[Shootout-list] Directions of various benchmarks

John Skaller skaller@users.sourceforge.net
Fri, 03 Jun 2005 01:01:56 +1000


On Thu, 2005-06-02 at 13:47 +0200, Bengt Kleberg wrote:
> On 2005-06-01 21:29, John Skaller wrote:
> ...deleted
> > I have some Python script that does benchmarking now.
> > It isn't complete of course. Here is the output:

> this seems to be most of the things to use for metrics. the only missing 
> items i can think of are ram usage and loc.

Loc can still be counted of course, however it is a metric
of the language, not the translator.

There's no memory measurement.

I think memory use is a secondary metric. These days we have
virtual memory etc .. which can run some pretty big programs.
In the hiercarchy of memory (registers, L1, L2 cache, ram,
disk buffers, disk .. Internet .. <g> .. the price for memory
use is mainly paid in terms of performance.

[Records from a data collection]
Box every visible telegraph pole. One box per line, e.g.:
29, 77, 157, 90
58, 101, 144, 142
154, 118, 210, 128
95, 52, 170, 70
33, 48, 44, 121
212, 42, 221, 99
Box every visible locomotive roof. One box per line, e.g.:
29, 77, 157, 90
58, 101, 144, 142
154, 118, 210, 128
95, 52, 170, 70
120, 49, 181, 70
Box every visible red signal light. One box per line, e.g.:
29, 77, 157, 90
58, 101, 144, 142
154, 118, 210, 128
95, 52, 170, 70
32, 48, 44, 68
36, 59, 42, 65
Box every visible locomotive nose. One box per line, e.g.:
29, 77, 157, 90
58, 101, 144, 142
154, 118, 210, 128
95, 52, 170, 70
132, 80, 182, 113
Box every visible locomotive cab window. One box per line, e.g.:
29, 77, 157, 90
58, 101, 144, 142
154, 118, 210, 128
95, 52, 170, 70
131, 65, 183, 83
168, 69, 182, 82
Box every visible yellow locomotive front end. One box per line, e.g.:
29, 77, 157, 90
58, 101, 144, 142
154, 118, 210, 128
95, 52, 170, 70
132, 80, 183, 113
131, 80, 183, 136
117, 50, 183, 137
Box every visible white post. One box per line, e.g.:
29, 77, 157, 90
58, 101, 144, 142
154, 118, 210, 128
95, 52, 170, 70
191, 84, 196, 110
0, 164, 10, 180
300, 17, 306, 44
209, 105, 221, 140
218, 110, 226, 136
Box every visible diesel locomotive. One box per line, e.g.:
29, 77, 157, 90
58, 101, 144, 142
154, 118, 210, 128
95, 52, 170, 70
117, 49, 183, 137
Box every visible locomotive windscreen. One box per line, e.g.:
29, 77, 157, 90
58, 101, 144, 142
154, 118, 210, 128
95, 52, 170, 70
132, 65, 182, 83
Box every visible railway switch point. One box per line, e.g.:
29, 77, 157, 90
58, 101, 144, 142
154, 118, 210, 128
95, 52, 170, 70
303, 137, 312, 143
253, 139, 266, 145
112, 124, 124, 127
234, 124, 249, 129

__GOAL OF THE EXERCISE__
Pick up the message about benchmark metrics right after its last sentence and keep writing it. The listing has nothing to do with the message about benchmark metrics.

__ANSWER FOR THIS EXERCISE__
It also isn't clear what 'memory' actually is. Do you count
address space allocated to the stack, but for which there
is no backing store? 

Recall I measure *real* time. So page swaps, cache spills from
task switching, etc, all cost: the tests could be run on
a loaded machine, for example one could run 20 copies
of the test process at once (needing a mod to make sure
the data is appended to the results file without a problem).

> > If the time is too low, the minimum n is increased by 1.
> > If the time is too high, the maximum time is decreased by 1.
> 
> suppose we have the count-words test. on my machine i need about 2500000 
> words to get a run time of more then a second. if minimum n is low it 
> will take a long time to reach 2500000.

Redesign the test so that, for example,

	words = 5^n

> i think i have misunderstood your algorithm.

Nope, I think you understand it: just view the 
'linearity' of the control variable as a constraint
on test design.

At present the code has a single n range for each test.
This is basically because we need that for a sensible
graph *for a given host*. So really there should
be a range per host. I'm sure there are lots of refinements.

> 
> > The test process runs until a total elapsed time has 
> > expired, a test crashes, or you press Ctrl-C.
> 
> would any one crash stop the whole test run?

At present yes, the programs are not supposed to crash.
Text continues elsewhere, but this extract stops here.